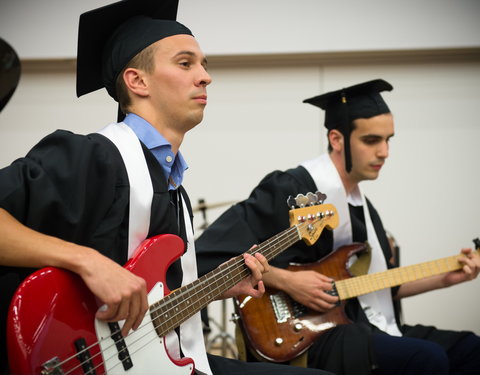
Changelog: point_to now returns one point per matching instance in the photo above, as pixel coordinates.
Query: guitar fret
(184, 302)
(364, 284)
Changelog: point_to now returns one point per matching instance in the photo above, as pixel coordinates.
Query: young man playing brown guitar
(360, 127)
(85, 203)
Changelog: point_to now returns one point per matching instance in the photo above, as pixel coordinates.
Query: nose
(382, 150)
(204, 78)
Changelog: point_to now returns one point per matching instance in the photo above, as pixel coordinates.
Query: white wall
(226, 27)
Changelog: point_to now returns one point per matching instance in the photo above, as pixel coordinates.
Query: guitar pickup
(280, 307)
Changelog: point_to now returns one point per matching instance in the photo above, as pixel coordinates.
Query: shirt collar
(159, 146)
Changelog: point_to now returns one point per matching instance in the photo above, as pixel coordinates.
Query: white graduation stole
(378, 306)
(141, 196)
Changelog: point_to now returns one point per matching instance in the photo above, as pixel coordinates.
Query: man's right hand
(308, 288)
(123, 294)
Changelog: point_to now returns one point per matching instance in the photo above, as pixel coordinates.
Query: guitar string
(237, 266)
(403, 273)
(147, 324)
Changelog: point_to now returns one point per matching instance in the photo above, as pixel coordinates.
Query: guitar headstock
(312, 216)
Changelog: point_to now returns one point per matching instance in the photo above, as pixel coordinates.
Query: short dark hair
(144, 60)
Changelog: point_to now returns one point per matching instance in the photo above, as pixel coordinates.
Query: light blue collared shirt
(173, 165)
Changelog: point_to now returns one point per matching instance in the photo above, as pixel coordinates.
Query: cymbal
(206, 206)
(9, 72)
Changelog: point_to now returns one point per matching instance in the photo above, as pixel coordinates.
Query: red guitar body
(53, 308)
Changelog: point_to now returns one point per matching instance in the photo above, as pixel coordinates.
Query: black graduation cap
(343, 106)
(10, 70)
(110, 36)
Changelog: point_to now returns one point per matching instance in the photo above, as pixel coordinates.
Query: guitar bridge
(52, 367)
(280, 307)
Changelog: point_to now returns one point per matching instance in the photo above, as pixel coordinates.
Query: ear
(335, 138)
(135, 81)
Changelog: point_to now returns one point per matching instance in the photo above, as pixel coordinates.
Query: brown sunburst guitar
(278, 329)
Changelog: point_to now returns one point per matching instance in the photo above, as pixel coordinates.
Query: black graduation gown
(76, 188)
(345, 349)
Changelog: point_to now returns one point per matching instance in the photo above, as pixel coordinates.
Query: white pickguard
(147, 351)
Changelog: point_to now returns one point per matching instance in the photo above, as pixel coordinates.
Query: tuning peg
(321, 197)
(476, 241)
(291, 202)
(301, 200)
(312, 198)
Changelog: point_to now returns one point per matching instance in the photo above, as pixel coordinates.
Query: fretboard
(184, 302)
(357, 286)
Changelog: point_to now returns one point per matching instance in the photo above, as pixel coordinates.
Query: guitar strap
(141, 196)
(378, 306)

_____

- [WHAT THIS TASK INVOLVES]
Every line above should be repeated exactly; pictures stay out of the copy.

- [WRITTEN RESPONSE]
Changelog: point_to now returns one point per matching instance in the photo above, as pixel coordinates.
Query: guitar fret
(184, 302)
(364, 284)
Changelog: point_to now returns one point per matching instance in the photo above, as pixel coordinates.
Query: young man playing brown guitar
(360, 127)
(85, 203)
Changelog: point_to now returns one point per matching instance in the photo above, as pixel coordinates.
Query: nose
(382, 150)
(204, 78)
Changelog: point_to now returns one point per matching instance in the photo above, as pixel coordinates.
Query: white wall
(226, 27)
Changelog: point_to now returns one point per matching instance in the photo above, as pixel coordinates.
Query: guitar pickup
(280, 307)
Changelog: point_to now returns one point per matching instance in the photo above, as pixel coordinates.
Query: shirt collar
(159, 146)
Changelog: point_to now returns one point per matching instance in the photo above, as pixel coordinates.
Query: white graduation stole
(378, 306)
(141, 196)
Changelog: point_to now returns one point per matching instance in the photo above, as pixel coordinates.
Query: man's right hand
(308, 288)
(123, 294)
Changelog: point_to now returns one point per matching instance in the photo above, as pixel coordinates.
Query: guitar string
(237, 266)
(403, 273)
(147, 324)
Changelog: point_to now returns one point per matching instance in the photo above, as pixel coordinates.
Query: guitar headstock
(312, 216)
Changelog: point_to now returns one point per matching instance in the photo above, as pixel coordinates.
Query: short dark hair
(144, 60)
Changelog: point_to now returns one point per matching instance in the photo above, as pixel coordinates.
Query: light blue collared shirt
(173, 165)
Changelog: point_to now returns one point per matching instance in the photo above, as pixel coordinates.
Query: cymbal
(206, 206)
(9, 72)
Changelog: point_to now returns one point per matching instance in the photo above, as pixel coordinates.
Query: red guitar body
(53, 308)
Changelog: point_to now returns one point per matching instance in the photo above, as pixel coordinates.
Query: black graduation cap
(343, 106)
(10, 70)
(110, 36)
Changelog: point_to now returns one point per matching instance in the photo above, as pixel coordinates.
Query: guitar bridge
(52, 367)
(280, 307)
Changelog: point_to now returns one point per matching instance in the photo above, as pixel coordinates.
Query: ear
(335, 138)
(135, 81)
Changelog: point_to now returns one point per matching instance in the photo above, as pixel coordinates.
Query: brown sunburst guitar
(278, 329)
Changelog: point_to now returns one point per matching instance in the photo above, as pixel coordinates.
Query: black graduation gown
(76, 188)
(345, 349)
Changelog: point_to now returns one point per matching instance in the photo above, as pixel coordinates.
Query: white pickguard
(147, 351)
Changelog: point_to now returns one point per matching instance in the photo above, as pixel coordinates.
Query: tuning peg
(321, 197)
(476, 241)
(291, 202)
(301, 200)
(312, 198)
Changelog: point_to now returns one point per matching instance in the photo above, as pixel coordinates.
Query: fretboard
(184, 302)
(357, 286)
Changelog: point_to now returns one point per matching instance in the photo above, as pixel coordinates.
Query: guitar strap
(141, 196)
(378, 306)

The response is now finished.